=== Texto citado ===
>>>

Miércoles, 16 de mayo de 2012 10:04

Ayer se extinguió, con la brusquedad de un soplo sobre el temblor de una vela, la increíble vitalidad de Carlos Fuentes. El novelista murió a los 83 años en México, su país -aunque había nacido en Panamá- a pocos días de haber visitado la Feria del Libro de Buenos Aires. Nadie se lo esperaba. El autor de “La región más transparente” tenía una peripecia vital que lo eximía de cualquier sospecha de finitud (o pronta finitud). Pero el corazón, acostumbrado a marcar su propio ritmo, ayer dijo basta. En la retina de quienes vieron a don Carlos recorrer animadamente los pasillos de la Feria del Libro de Buenos Aires todavía quedan esquirlas de la contradicción.
Nadie se lo esperaba, salvo el mismo Fuentes, que desde hace varios años, con la actitud precavida de quien pone con tiempo el mantel a la espera de las visitas, ya tenía lista su lápida y su tumba en un rinconcito de París. “Tengo un monumento muy bonito esperándome”, le dijo a El Tribuno días atrás, durante una conferencia ofrecida en Buenos Aires, en el marco de la presentación de sus dos últimos libros (“Carolina Grau” y “La gran novela latinoamericana”, de Alfaguara). Ese sitio está en el cementerio de Montparnasse, donde también están Cortázar, Porfirio Díaz, Sartre y Beauvoir.
En ese mismo lugar están sepultados sus dos hijos: Carlos, fallecido en 1999, a los 25 años, enfermo de hemofilia; y Natasha, “la isla solitaria” -como la llamaba don Carlos- quien fue encontrada sin vida en 2005, en un barrio del Distrito Federal. La joven murió a los 29 años, en circunstancias poco claras.

<<<

=== Datos proporcionados ===
>>>

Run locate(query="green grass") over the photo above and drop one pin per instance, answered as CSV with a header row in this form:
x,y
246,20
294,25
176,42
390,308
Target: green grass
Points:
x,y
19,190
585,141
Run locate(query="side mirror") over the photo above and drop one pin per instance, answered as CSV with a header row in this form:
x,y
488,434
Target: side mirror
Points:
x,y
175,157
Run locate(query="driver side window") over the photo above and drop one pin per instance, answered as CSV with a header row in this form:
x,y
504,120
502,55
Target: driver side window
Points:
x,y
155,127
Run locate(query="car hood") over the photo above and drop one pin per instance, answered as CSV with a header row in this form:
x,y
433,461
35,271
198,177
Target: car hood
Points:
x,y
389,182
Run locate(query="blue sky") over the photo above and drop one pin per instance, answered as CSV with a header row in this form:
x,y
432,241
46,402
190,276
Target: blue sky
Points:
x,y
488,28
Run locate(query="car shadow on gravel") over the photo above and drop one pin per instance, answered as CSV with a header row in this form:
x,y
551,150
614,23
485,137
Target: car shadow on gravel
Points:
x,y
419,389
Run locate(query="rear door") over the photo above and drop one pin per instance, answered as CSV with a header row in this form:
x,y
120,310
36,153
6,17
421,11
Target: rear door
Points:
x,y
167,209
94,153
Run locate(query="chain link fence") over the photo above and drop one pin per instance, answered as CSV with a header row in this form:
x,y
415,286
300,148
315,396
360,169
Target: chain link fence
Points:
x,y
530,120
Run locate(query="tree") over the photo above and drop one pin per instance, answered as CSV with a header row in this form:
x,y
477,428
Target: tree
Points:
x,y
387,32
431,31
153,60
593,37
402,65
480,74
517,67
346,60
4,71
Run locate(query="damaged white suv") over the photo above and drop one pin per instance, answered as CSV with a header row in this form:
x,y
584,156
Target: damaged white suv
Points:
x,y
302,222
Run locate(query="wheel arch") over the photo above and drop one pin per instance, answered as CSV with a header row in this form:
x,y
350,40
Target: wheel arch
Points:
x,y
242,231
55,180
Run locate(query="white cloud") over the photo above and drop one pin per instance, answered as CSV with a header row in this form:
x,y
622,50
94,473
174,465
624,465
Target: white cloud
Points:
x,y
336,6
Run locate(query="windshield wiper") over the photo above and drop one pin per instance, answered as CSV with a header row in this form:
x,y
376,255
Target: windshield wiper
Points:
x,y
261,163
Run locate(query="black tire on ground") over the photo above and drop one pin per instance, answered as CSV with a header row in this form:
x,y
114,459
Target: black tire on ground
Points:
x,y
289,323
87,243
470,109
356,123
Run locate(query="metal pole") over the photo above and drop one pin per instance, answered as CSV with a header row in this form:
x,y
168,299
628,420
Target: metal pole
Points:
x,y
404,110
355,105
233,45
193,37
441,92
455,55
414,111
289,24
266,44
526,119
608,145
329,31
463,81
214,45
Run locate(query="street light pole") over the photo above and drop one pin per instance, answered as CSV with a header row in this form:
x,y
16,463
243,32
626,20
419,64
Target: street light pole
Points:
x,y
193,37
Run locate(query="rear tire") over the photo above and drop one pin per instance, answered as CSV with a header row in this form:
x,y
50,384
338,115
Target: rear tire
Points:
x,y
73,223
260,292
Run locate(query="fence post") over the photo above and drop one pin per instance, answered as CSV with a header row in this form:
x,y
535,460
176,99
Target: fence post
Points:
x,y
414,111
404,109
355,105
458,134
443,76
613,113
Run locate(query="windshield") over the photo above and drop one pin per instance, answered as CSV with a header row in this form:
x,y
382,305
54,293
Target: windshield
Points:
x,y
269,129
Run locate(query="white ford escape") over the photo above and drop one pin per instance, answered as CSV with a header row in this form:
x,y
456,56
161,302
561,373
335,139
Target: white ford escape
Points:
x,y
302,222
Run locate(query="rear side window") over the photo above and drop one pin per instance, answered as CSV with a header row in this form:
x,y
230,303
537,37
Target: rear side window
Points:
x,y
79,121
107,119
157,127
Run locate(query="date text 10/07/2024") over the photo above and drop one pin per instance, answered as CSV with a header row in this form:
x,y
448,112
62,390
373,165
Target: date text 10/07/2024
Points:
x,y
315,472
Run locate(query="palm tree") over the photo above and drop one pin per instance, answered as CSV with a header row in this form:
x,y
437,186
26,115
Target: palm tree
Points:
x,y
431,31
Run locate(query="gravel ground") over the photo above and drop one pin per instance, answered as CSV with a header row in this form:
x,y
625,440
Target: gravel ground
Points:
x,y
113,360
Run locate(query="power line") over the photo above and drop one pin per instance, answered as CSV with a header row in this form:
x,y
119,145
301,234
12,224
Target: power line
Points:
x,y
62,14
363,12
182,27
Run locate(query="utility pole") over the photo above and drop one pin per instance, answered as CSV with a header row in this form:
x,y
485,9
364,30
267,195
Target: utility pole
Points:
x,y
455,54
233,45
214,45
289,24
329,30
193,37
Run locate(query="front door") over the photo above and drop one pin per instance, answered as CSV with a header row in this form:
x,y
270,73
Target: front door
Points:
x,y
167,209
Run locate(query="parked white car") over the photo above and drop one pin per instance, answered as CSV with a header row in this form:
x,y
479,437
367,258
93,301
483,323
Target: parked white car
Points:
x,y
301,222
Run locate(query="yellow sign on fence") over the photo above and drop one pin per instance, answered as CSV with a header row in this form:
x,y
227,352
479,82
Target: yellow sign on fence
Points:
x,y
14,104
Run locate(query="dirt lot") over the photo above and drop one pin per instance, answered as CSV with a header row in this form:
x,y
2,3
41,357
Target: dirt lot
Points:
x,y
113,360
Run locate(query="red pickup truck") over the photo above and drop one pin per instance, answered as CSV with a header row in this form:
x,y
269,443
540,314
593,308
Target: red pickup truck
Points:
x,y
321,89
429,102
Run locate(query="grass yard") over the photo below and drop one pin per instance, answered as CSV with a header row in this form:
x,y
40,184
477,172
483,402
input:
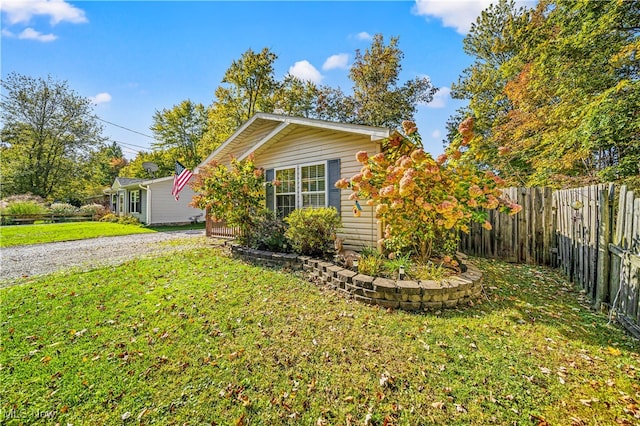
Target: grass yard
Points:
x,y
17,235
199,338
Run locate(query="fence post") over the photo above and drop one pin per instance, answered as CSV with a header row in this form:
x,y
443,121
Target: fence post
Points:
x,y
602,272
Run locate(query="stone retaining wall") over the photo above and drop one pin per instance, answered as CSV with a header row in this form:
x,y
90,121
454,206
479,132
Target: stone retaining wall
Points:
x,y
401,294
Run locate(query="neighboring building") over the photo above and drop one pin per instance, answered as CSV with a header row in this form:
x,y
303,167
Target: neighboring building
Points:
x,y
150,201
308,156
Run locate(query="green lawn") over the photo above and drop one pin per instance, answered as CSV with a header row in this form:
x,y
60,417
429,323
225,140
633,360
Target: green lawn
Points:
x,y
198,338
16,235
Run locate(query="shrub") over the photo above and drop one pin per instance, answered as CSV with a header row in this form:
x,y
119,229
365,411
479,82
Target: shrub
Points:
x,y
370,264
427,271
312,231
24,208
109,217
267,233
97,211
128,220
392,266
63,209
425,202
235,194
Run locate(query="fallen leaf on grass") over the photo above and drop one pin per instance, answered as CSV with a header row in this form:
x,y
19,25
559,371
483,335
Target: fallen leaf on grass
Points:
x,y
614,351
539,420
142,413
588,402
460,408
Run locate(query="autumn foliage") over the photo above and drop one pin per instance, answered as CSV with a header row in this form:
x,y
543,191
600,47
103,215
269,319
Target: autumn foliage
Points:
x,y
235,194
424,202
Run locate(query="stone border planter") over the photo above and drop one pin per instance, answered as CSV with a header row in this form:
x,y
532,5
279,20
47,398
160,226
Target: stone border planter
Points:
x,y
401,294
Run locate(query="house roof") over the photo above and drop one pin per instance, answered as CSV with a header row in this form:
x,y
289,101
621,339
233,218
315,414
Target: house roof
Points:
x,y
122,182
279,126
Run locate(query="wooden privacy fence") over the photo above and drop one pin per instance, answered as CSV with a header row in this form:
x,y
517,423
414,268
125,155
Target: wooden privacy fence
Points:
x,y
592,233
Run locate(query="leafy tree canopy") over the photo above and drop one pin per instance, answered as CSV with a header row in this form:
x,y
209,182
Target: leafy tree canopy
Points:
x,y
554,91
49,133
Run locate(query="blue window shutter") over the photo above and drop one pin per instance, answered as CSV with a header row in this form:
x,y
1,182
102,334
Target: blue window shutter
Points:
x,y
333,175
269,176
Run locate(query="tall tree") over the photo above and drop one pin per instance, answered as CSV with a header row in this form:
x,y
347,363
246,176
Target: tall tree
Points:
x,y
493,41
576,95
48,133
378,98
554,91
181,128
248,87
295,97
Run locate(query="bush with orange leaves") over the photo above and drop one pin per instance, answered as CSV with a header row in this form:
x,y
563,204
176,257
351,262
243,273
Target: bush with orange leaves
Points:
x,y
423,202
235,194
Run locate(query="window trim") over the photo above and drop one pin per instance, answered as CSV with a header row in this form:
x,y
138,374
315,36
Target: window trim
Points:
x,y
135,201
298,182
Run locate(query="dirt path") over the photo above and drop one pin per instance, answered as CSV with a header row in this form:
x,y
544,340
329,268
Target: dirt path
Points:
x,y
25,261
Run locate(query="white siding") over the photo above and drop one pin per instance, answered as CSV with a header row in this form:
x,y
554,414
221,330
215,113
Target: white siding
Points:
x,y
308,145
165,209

<<<
>>>

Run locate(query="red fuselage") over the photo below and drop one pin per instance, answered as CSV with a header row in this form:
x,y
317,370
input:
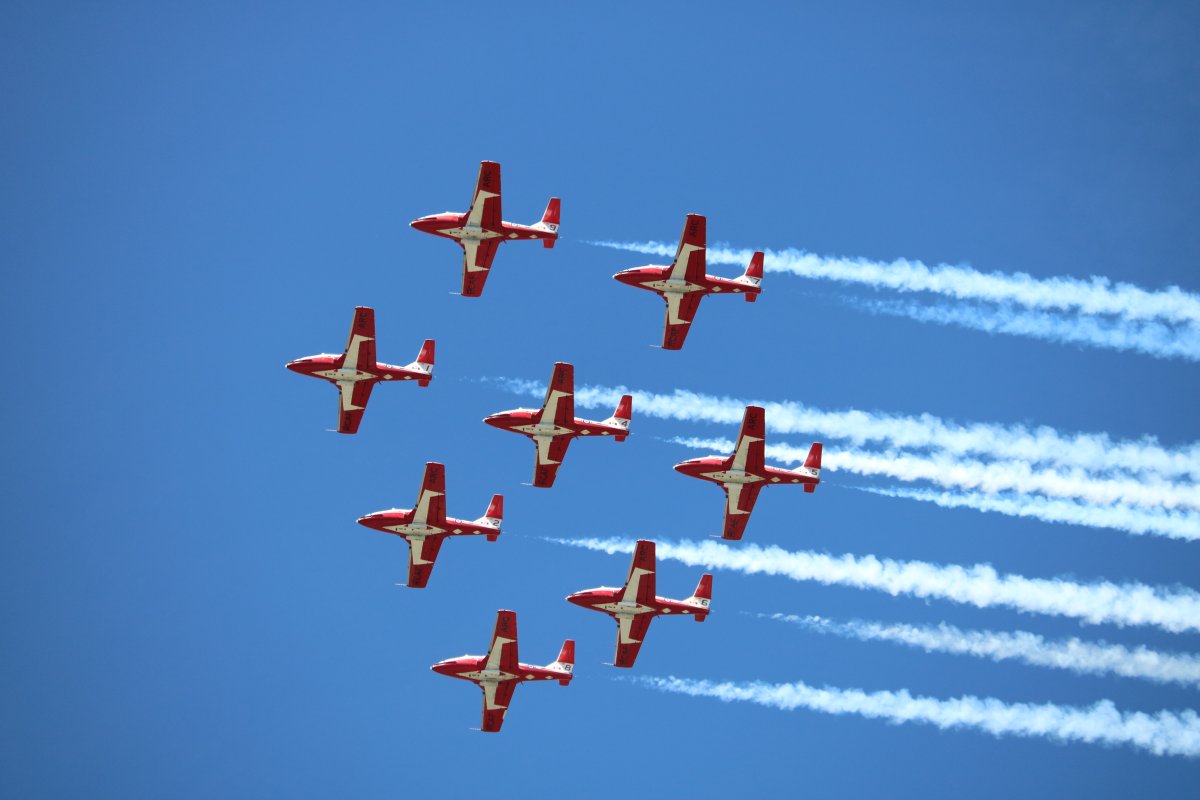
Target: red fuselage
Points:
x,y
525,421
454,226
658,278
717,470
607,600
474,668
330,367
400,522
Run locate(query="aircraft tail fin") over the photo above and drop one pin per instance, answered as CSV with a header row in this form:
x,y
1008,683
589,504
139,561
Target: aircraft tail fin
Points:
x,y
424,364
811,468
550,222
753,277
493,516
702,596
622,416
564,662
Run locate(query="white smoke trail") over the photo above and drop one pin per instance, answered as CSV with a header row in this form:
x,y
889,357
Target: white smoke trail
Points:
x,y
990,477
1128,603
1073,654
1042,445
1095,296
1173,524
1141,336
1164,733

<<<

=== Solicitudes ===
**a.** Reduzca a una lista breve el párrafo del texto citado que comienza con «Nadie se lo esperaba, salvo el mismo Fuentes» y conserve sus datos principales.
**b.** Indique cuántas líneas de los registros contienen la cadena "white". Responda solo con el número.

=== Respuestas ===
**a.**
- Desde hacía varios años, Fuentes ya tenía lista su lápida y su tumba en París.
- Días atrás le dijo a El Tribuno: «Tengo un monumento muy bonito esperándome».
- Lo dijo en una conferencia en Buenos Aires, en la presentación de sus dos últimos libros, «Carolina Grau» y «La gran novela latinoamericana» (Alfaguara).
- La tumba está en el cementerio de Montparnasse, donde también están Cortázar, Porfirio Díaz, Sartre y Beauvoir.

**b.** 12